Top of DATA EXCERPTS

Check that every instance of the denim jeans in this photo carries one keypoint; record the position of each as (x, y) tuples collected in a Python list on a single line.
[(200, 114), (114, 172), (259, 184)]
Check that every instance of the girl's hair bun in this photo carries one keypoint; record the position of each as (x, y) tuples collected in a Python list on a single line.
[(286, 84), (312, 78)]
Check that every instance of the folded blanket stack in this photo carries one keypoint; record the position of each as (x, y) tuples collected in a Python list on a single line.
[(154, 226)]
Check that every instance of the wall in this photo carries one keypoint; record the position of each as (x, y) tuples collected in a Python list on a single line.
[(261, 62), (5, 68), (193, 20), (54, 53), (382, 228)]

Bottom of DATA EXCERPTS
Top of DATA EXCERPTS

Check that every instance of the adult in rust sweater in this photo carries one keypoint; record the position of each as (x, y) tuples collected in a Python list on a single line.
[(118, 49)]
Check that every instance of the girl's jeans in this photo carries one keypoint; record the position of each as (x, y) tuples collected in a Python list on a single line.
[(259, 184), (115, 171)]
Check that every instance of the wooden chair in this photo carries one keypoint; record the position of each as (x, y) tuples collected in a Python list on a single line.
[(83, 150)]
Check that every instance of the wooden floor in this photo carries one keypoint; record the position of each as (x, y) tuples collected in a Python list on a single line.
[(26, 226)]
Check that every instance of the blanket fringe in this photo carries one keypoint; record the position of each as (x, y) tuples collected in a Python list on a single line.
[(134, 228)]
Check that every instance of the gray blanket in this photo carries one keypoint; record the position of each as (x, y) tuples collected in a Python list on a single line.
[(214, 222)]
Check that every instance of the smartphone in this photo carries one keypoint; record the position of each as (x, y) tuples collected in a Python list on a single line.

Bottom of DATA EXCERPTS

INSTRUCTIONS TO FOLLOW
From the data above, output exactly the lines between the one containing "Check that every instance of the blanket" and the one containing "Check that every instance of the smartphone", counting both of them.

RESPONSE BOX
Check that every instance of the blanket fringe in this photo carries one keypoint; record the position of each as (x, y) tuples collected in a Python list on a single line.
[(134, 228)]
Check that every instance of the gray blanket in this photo carries one keypoint; record the position of each as (x, y) tuples collected in a Python list on a single line.
[(214, 222)]
Check that every instance of the smartphone in this photo carries one keypoint; record the position of each as (x, y) tuples collected in a Python list on a single line.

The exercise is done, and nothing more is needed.